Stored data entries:
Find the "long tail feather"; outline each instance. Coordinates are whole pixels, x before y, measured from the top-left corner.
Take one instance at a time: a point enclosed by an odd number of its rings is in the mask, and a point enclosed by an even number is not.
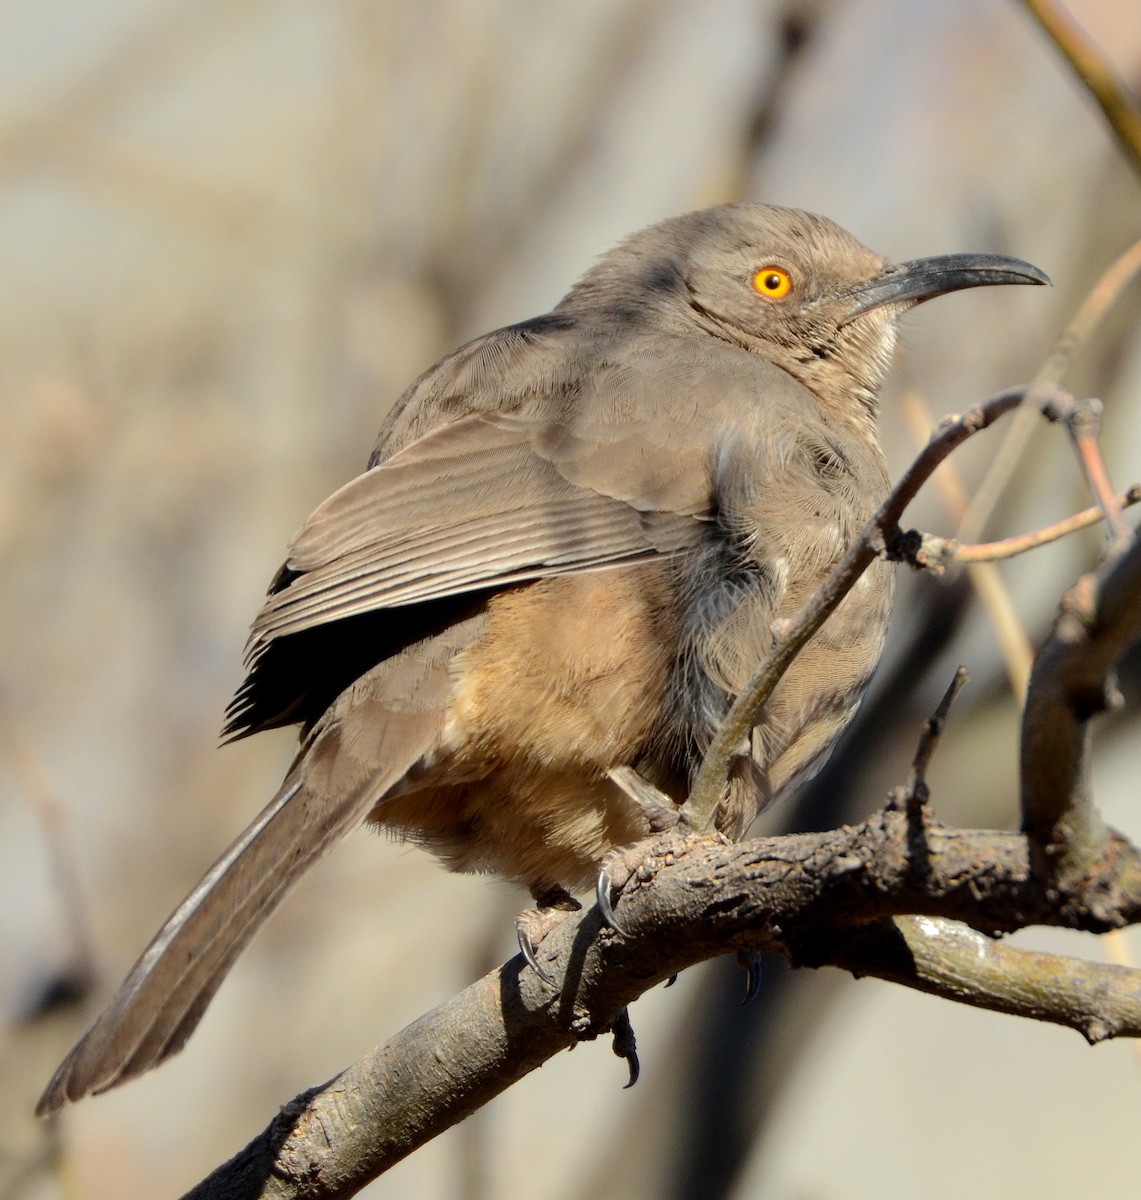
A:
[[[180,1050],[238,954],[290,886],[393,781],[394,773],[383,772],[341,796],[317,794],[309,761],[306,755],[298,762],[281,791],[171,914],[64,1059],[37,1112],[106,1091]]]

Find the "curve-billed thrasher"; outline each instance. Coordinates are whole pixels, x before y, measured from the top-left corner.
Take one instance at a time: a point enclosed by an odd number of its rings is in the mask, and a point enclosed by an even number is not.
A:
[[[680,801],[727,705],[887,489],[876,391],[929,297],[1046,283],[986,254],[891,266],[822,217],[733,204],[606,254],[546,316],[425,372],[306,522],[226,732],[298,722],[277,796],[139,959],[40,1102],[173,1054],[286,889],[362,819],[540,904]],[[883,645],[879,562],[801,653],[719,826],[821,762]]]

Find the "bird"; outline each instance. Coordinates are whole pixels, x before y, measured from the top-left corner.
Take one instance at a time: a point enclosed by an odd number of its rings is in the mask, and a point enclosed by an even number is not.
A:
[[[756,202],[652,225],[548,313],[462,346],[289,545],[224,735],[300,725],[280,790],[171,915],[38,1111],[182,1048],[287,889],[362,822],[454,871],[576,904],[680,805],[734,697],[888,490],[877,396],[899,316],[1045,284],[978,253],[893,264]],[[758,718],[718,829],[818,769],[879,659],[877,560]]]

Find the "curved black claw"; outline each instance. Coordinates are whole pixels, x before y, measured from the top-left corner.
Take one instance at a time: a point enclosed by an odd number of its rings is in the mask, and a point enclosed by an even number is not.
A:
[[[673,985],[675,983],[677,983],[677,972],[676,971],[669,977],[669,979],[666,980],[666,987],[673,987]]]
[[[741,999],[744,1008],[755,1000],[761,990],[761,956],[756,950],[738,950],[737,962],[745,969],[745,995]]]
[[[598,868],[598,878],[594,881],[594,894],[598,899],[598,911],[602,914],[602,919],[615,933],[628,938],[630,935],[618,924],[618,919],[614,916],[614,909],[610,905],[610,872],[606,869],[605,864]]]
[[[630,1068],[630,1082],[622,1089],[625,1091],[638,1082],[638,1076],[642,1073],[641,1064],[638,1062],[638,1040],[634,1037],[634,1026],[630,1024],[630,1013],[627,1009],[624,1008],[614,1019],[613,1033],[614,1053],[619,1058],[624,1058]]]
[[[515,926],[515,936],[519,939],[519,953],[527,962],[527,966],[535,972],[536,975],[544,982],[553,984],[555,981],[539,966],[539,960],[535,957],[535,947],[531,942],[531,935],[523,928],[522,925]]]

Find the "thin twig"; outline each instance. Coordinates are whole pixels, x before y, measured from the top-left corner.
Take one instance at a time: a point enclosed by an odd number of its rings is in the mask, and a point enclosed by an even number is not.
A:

Task requirements:
All entries above must be repeated exactly; pictures are to be left out.

Written reply:
Find the "long tail feather"; outline each instance. Coordinates are whole pixels, x before y, measured from the top-left corner.
Take one instance at a time: a point enclosed by an odd number of its rings is in the mask, and a point enclosed by an even number is not.
A:
[[[180,1050],[238,954],[290,886],[393,781],[394,773],[383,772],[341,796],[317,794],[309,761],[306,755],[298,762],[281,791],[171,914],[64,1059],[37,1112],[106,1091]]]

Find the "curve-billed thrasher"; outline each instance. Coordinates are whole pixels, x before y, measured from the top-left corner.
Take one instance at a time: a point enclosed by an odd number of its rings is in the mask, and a point enclosed by an even number is not.
A:
[[[680,801],[727,705],[887,489],[876,391],[929,297],[1046,283],[986,254],[891,266],[822,217],[733,204],[606,254],[546,316],[425,372],[306,522],[226,732],[298,722],[277,796],[139,959],[40,1102],[173,1054],[286,889],[362,819],[540,904]],[[883,645],[879,562],[801,653],[719,826],[821,762]]]

Find the "bird"; outline each instance. Coordinates are whole pixels, x before y, measured from the top-left corner.
Take one instance at a time: a point enclosed by an odd number of its rings is in the mask, and a point enclosed by an even number is not.
A:
[[[756,202],[652,225],[548,313],[462,346],[289,545],[224,735],[300,725],[280,790],[171,915],[38,1111],[182,1048],[287,889],[362,822],[454,871],[576,904],[680,805],[734,697],[888,490],[877,396],[899,316],[1045,284],[978,253],[893,264]],[[758,718],[718,829],[818,769],[879,659],[877,560]]]

Find the "curved black claw"; outline each instance. Coordinates are whole pixels, x before y, measured from the top-left corner.
Take one instance at a time: a point enclosed by an odd number of its rings is in the mask, and a point enclosed by an even number is not.
A:
[[[673,985],[675,983],[677,983],[677,972],[676,971],[669,977],[669,979],[666,980],[666,987],[673,987]]]
[[[741,999],[744,1008],[755,1000],[761,990],[761,956],[756,950],[738,950],[737,962],[745,969],[745,995]]]
[[[598,868],[598,878],[594,881],[594,894],[598,899],[598,911],[602,914],[602,919],[615,933],[628,938],[630,935],[618,924],[618,919],[614,916],[614,909],[610,905],[610,872],[606,869],[605,864]]]
[[[630,1068],[630,1082],[622,1089],[625,1091],[638,1082],[638,1076],[642,1073],[641,1064],[638,1062],[638,1040],[634,1037],[634,1026],[630,1024],[630,1013],[627,1009],[624,1008],[614,1019],[613,1033],[614,1053],[619,1058],[624,1058]]]
[[[515,926],[515,936],[519,939],[519,953],[527,962],[527,966],[535,972],[536,975],[544,982],[553,984],[555,981],[539,966],[539,960],[535,957],[535,947],[531,942],[531,935],[523,928],[522,925]]]

Find the "thin twig"; outline each instance. Coordinates are whole pixels, x before y, measured from the top-left corner.
Take one instance at a time: a point enclosed by an odd number of its rings is in the mask, and a point enclosed by an even number is not.
A:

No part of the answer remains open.